# The task:
The lines you return must be all those in the data that hold the string "pendant".

# Material for this exercise:
◆ ◆ ◆

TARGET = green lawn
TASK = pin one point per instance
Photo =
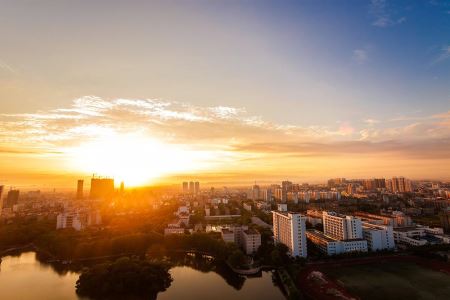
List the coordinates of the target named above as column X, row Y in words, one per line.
column 392, row 281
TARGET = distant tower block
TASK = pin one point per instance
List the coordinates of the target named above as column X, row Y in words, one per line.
column 80, row 189
column 122, row 187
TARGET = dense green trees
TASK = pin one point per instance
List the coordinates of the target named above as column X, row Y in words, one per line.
column 124, row 277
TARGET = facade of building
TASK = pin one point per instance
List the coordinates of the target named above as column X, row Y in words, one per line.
column 78, row 220
column 12, row 198
column 290, row 229
column 185, row 187
column 379, row 237
column 341, row 227
column 227, row 235
column 196, row 187
column 102, row 188
column 420, row 235
column 314, row 217
column 251, row 240
column 330, row 246
column 80, row 189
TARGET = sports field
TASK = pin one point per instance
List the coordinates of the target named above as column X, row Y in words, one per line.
column 392, row 280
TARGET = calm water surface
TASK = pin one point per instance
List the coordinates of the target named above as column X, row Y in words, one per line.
column 24, row 277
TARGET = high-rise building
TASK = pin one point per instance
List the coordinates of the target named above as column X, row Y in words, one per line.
column 286, row 186
column 12, row 198
column 379, row 237
column 399, row 185
column 341, row 227
column 1, row 199
column 267, row 195
column 80, row 189
column 185, row 187
column 102, row 188
column 444, row 216
column 122, row 187
column 255, row 192
column 336, row 181
column 351, row 188
column 196, row 187
column 290, row 229
column 191, row 187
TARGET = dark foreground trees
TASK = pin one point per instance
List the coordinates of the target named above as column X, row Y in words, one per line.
column 124, row 278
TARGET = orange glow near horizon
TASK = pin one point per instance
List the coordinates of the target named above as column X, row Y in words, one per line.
column 134, row 158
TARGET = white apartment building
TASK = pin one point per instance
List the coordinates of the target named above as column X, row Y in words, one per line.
column 314, row 217
column 379, row 237
column 332, row 246
column 78, row 220
column 290, row 229
column 420, row 235
column 248, row 239
column 251, row 240
column 341, row 227
column 227, row 235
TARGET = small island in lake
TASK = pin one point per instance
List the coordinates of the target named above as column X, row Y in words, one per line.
column 125, row 277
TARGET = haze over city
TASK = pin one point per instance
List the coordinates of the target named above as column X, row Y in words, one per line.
column 150, row 92
column 225, row 149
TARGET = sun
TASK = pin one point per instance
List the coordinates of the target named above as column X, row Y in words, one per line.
column 134, row 158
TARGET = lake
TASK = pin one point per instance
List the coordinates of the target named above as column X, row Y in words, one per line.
column 24, row 277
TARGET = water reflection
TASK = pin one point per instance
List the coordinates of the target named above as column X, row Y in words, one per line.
column 28, row 276
column 24, row 277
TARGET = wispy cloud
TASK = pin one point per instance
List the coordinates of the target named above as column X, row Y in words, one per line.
column 236, row 137
column 382, row 14
column 371, row 122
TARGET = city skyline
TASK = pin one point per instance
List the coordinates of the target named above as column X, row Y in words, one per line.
column 247, row 91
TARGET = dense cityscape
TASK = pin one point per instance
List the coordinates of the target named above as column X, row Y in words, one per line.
column 245, row 149
column 295, row 229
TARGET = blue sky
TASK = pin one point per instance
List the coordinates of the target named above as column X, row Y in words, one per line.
column 256, row 84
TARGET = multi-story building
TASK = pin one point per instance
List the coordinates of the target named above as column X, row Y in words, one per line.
column 394, row 218
column 314, row 217
column 444, row 216
column 196, row 187
column 379, row 237
column 290, row 229
column 251, row 240
column 80, row 189
column 78, row 220
column 399, row 185
column 267, row 195
column 185, row 187
column 102, row 188
column 332, row 246
column 420, row 235
column 227, row 235
column 12, row 198
column 341, row 227
column 255, row 192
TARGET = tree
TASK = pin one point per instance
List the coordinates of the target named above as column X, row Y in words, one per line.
column 124, row 278
column 237, row 258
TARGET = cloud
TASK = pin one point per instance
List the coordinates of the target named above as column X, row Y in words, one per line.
column 371, row 122
column 382, row 15
column 238, row 140
column 360, row 56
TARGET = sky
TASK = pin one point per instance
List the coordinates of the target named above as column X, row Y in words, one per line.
column 223, row 91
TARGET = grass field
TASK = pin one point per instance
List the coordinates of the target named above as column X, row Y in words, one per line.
column 396, row 280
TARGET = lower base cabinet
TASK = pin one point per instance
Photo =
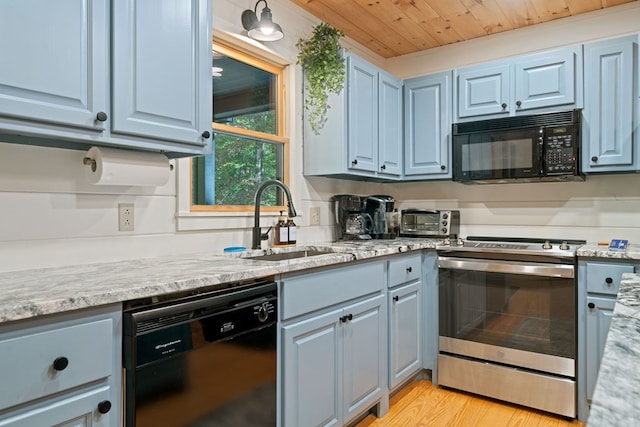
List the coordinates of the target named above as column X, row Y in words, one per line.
column 63, row 370
column 598, row 286
column 333, row 364
column 405, row 317
column 78, row 411
column 334, row 353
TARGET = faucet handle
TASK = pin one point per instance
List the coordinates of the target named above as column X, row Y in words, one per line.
column 265, row 235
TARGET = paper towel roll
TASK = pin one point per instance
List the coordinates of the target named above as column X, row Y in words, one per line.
column 126, row 167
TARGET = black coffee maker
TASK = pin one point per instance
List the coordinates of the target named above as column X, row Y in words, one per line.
column 381, row 210
column 351, row 222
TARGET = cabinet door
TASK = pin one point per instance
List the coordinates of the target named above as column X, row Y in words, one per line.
column 546, row 80
column 405, row 332
column 162, row 70
column 599, row 313
column 610, row 101
column 364, row 335
column 311, row 377
column 54, row 61
column 390, row 119
column 78, row 410
column 483, row 90
column 427, row 106
column 362, row 113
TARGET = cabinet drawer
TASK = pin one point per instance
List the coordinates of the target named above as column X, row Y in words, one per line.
column 27, row 362
column 76, row 410
column 313, row 291
column 605, row 278
column 404, row 269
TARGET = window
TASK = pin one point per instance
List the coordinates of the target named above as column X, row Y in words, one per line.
column 249, row 146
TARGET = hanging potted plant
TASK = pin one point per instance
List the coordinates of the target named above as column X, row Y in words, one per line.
column 324, row 71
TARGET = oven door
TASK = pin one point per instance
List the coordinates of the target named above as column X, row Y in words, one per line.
column 514, row 313
column 497, row 154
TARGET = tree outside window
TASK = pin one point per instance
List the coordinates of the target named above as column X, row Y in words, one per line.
column 249, row 147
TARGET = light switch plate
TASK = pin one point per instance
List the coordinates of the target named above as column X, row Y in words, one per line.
column 125, row 217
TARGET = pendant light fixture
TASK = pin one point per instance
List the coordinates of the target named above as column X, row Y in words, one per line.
column 264, row 30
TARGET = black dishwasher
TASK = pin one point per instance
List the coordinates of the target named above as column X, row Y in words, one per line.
column 206, row 360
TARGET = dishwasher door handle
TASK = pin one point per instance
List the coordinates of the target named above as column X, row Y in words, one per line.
column 565, row 271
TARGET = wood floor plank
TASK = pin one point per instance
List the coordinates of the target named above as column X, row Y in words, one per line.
column 421, row 404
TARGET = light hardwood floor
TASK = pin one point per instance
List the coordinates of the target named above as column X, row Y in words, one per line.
column 421, row 404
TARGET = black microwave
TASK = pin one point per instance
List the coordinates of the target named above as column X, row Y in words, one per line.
column 541, row 147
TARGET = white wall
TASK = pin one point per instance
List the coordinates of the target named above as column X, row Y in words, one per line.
column 50, row 216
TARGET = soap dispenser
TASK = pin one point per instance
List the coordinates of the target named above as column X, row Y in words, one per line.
column 282, row 231
column 293, row 234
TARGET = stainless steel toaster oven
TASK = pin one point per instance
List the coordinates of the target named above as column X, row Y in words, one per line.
column 430, row 223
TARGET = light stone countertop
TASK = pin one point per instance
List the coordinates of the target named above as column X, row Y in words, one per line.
column 30, row 293
column 616, row 399
column 596, row 251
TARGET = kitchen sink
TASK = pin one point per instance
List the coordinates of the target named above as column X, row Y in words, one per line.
column 283, row 256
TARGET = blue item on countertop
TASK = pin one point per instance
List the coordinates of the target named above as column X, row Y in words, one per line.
column 618, row 245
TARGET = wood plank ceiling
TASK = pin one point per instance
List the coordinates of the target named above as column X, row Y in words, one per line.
column 398, row 27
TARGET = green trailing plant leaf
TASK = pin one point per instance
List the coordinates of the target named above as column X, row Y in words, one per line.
column 324, row 70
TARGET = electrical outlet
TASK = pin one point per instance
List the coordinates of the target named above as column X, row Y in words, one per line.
column 125, row 217
column 314, row 216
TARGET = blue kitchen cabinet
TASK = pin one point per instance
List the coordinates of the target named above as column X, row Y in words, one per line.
column 598, row 285
column 390, row 122
column 405, row 317
column 362, row 135
column 430, row 312
column 529, row 84
column 130, row 74
column 334, row 344
column 162, row 71
column 362, row 119
column 610, row 116
column 55, row 76
column 427, row 121
column 311, row 386
column 483, row 90
column 64, row 369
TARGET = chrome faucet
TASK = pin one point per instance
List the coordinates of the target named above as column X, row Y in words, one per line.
column 257, row 234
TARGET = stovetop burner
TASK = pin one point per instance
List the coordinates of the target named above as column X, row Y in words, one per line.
column 562, row 248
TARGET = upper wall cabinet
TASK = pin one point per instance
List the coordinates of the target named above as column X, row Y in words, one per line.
column 610, row 136
column 133, row 74
column 362, row 136
column 427, row 109
column 529, row 84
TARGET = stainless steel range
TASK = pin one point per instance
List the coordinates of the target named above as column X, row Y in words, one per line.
column 507, row 326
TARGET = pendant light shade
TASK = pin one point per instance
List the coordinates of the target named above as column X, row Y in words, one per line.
column 264, row 30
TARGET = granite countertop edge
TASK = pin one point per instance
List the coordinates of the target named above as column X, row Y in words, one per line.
column 30, row 293
column 616, row 398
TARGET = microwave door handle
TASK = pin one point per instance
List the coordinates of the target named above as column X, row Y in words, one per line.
column 542, row 167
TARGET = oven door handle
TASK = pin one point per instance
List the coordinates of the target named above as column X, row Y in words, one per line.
column 565, row 271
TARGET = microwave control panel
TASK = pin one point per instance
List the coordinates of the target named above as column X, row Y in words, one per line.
column 560, row 150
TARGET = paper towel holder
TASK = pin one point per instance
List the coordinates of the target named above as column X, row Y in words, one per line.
column 92, row 162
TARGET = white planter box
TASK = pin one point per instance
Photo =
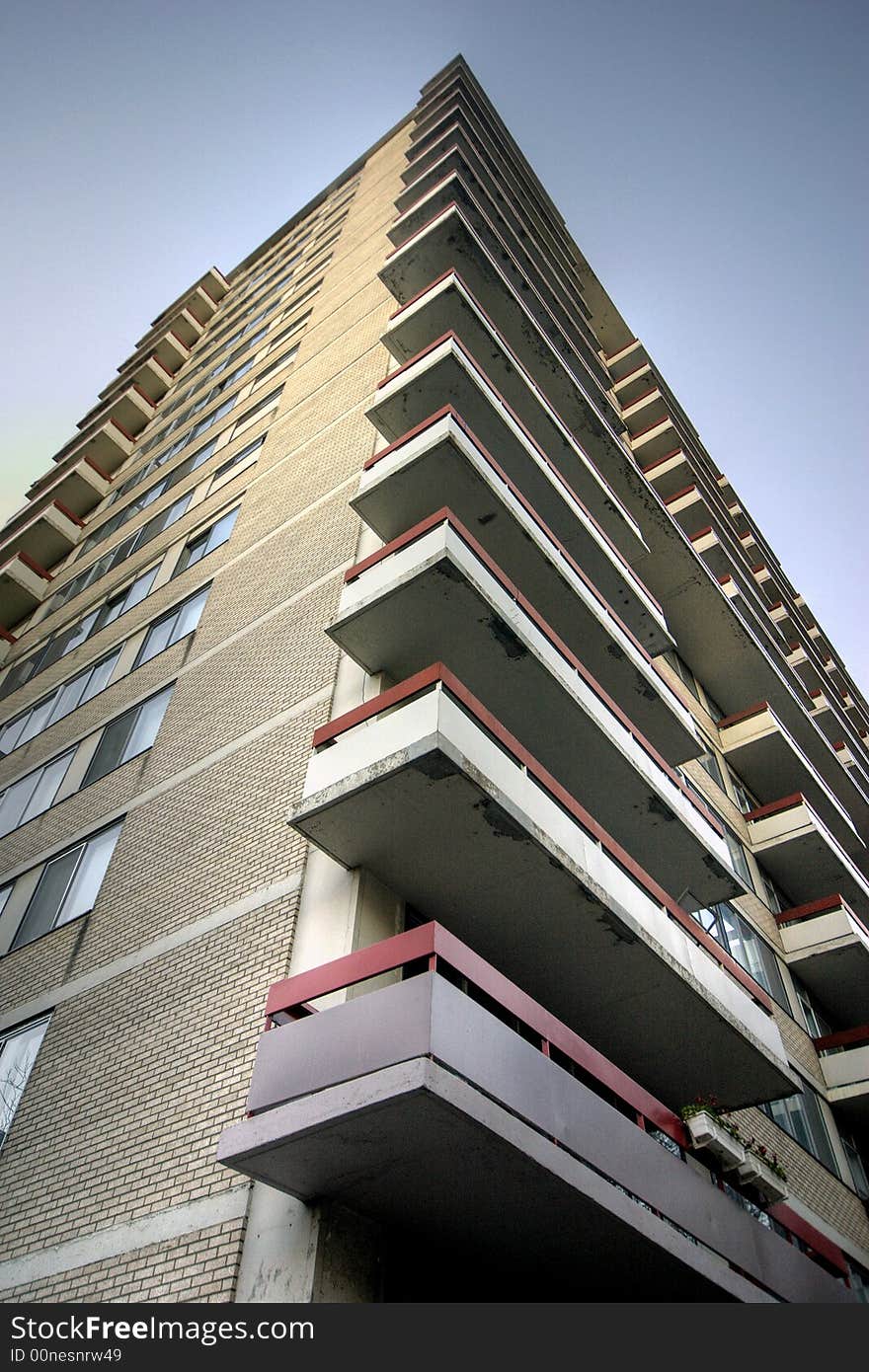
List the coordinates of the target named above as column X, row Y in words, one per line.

◆ ◆ ◆

# Solved problem:
TARGET = pendant light fixture
TARGET = pendant light shade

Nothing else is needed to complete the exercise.